**Consigne 1:** D'après le texte sur le chat sauvage, dans combien de temps les chats sauvages seront-ils assimilés aux chats domestiques selon les différents scénarios ?
**Consigne 2:**
Indiquez si chaque affirmation concorde avec le texte sur le chat sauvage, en appuyant chaque oui ou non sur les mots décisifs du texte, cités mot pour mot.
(a) La taille des populations figure parmi les facteurs variables du modèle.
(b) L'introgression est la plus forte lorsque la population de chats sauvages augmente.
(c) En Suisse, la population de chats domestiques dépasse le million d'individus.
**Consigne 3:** Reprenez, s'il vous plaît, le texte sur le chat sauvage à la suite de sa dernière phrase.

**Texte d'étude:**
-=-=-

L’arrêt des croisements comme seule issue
Les facteurs variables du modèle incorporés dans cette nouvelle publication, dont Mathias Currat, Maître d’enseignement et de recherche au Départment de génétique et évolution de l’UNIGE, est le dernier auteur, sont le taux d’hybridation, la compétition pour les ressources dans l’environnement et la taille des populations. Quel que soit le scénario proposé en jouant sur ces variables, une très forte introgression du génome du chat domestique dans le génome du chat sauvage est prédite. Mathias Currat met en garde en ajoutant qu’«elle est la plus forte avec des tailles de population comparables à celles d’aujourd’hui, mais reste très importante même en considérant des conditions plus favorables au chat sauvage comme l’augmentation de sa population ou un avantage compétitif sur le chat domestique dans les régions où ils coexistent». Pour sa part, Juan Montoya-Burgos, directeur de laboratoire au Département de génétique et évolution et co-auteur de l’étude, avertit que «le modèle aboutit à un remplacement génétique irréversible menant, à terme, à la disparition du chat sauvage. Seul l’arrêt du croisement entre les deux espèces prédit la conservation de l’espèce sauvage».
Agir rapidement
Le chat sauvage reste donc une espèce menacée malgré les signes positifs de son expansion récente. Le modèle dynamique proposé dans cette étude qui combine la croissance démographique et spatiale des populations de chats sauvages permet des projections sur l’avenir de cette espèce. Selon les différents scénarios évoqués, les chats sauvages seront assimilés aux chats domestiques d’ici seulement 200 à 300 ans, comme c’est déjà le cas en Écosse et en Hongrie. «Un événement d’hybridation a proportionnellement beaucoup plus d’impact dans la population de chats sauvages constituée de quelques centaines d’individus que dans la population domestique qui dépasse le million d’individus en Suisse», précise Mathias Currat.

-=-=-

**Données à examiner:**
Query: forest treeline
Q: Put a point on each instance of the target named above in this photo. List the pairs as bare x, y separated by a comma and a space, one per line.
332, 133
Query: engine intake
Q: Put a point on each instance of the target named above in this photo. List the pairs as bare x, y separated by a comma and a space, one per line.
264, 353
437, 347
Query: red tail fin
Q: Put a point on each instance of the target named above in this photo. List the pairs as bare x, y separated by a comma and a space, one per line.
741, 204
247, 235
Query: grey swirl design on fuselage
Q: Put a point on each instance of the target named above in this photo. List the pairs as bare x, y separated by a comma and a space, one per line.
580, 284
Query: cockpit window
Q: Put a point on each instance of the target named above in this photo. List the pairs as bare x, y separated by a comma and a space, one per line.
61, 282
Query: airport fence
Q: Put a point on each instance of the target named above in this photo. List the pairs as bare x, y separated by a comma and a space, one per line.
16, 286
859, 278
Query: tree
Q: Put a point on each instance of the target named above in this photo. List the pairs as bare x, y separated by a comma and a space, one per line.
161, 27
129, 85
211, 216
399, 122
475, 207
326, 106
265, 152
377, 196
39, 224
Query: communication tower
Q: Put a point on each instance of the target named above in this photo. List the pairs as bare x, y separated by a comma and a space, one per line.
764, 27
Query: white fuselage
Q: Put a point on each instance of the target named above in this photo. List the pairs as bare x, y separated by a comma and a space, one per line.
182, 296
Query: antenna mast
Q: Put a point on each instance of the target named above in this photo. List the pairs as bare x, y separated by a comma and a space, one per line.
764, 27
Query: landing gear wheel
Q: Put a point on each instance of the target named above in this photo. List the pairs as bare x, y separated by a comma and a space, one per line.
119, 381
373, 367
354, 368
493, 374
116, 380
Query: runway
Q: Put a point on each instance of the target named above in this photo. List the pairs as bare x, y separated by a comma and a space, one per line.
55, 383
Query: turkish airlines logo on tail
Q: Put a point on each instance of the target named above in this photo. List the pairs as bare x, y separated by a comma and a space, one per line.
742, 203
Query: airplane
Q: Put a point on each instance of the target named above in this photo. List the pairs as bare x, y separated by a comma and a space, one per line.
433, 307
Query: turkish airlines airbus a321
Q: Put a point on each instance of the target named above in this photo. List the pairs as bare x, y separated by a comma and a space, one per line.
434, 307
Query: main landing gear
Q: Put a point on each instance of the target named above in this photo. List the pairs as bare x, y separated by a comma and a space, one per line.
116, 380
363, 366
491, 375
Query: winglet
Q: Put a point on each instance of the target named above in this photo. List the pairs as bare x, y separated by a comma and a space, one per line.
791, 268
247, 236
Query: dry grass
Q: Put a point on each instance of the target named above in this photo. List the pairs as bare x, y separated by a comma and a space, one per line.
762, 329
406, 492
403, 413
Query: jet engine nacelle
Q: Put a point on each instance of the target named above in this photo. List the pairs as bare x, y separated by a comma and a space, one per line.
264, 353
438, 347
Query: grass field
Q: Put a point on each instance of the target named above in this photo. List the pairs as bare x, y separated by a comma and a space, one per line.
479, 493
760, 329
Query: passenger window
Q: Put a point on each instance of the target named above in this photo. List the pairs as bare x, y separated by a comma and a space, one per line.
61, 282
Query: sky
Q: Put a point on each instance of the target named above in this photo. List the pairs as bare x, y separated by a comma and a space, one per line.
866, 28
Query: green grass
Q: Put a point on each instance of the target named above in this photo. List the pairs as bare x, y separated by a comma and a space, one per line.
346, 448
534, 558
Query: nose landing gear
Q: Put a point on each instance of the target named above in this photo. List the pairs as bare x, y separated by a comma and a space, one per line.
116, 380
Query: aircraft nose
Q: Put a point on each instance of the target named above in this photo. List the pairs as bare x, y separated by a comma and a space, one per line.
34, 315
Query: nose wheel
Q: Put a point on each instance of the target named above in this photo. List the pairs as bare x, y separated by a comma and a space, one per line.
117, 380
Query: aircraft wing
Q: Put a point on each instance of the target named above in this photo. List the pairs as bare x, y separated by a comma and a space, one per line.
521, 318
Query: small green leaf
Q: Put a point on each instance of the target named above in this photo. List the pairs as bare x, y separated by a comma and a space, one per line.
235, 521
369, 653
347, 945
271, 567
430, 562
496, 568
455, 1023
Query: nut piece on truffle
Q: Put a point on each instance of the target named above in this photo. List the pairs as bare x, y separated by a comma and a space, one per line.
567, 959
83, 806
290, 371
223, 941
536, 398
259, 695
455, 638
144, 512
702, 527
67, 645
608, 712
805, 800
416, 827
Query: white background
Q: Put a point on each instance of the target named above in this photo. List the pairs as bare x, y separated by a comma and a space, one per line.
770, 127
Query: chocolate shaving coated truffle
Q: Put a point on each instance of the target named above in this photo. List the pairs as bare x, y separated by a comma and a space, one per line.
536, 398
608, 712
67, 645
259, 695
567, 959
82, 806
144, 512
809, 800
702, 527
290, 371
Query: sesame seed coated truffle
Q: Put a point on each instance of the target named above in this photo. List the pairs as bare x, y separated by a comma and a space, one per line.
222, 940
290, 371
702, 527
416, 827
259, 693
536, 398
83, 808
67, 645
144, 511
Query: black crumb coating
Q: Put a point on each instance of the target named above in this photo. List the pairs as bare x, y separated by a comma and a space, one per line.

-=-=-

**Réponse attendue 1:** D'ici seulement 200 à 300 ans.

**Réponse attendue 2:**
(a) Oui : « le taux d’hybridation, la compétition pour les ressources dans l’environnement et la taille des populations »
(b) Non : « elle est la plus forte avec des tailles de population comparables à celles d’aujourd’hui »
(c) Oui : « la population domestique qui dépasse le million d’individus en Suisse »

**Réponse attendue 3:**
Une réduction drastique des opportunités d’hybridation aux abords des territoires du chat sauvage est proposée pour prévenir l’hybridation. Des campagnes de stérilisation des chats domestiques vivant aux abords des fermes ou à proximité des forêts sont une solution parmi d’autres. Les femelles doivent en être la cible principale puisque les femelles domestiques s’accouplent plus volontiers avec les chats sauvages mâles que ne le font les chats domestiques mâles avec les femelles sauvages. «Les interventions précoces seront probablement moins coûteuses, tant sur le plan économique qu’écologique. En restant passif, la menace qui pèse sur les chats sauvages du Jura risque d’être irréversible», conclut Juan Montoya-Burgos.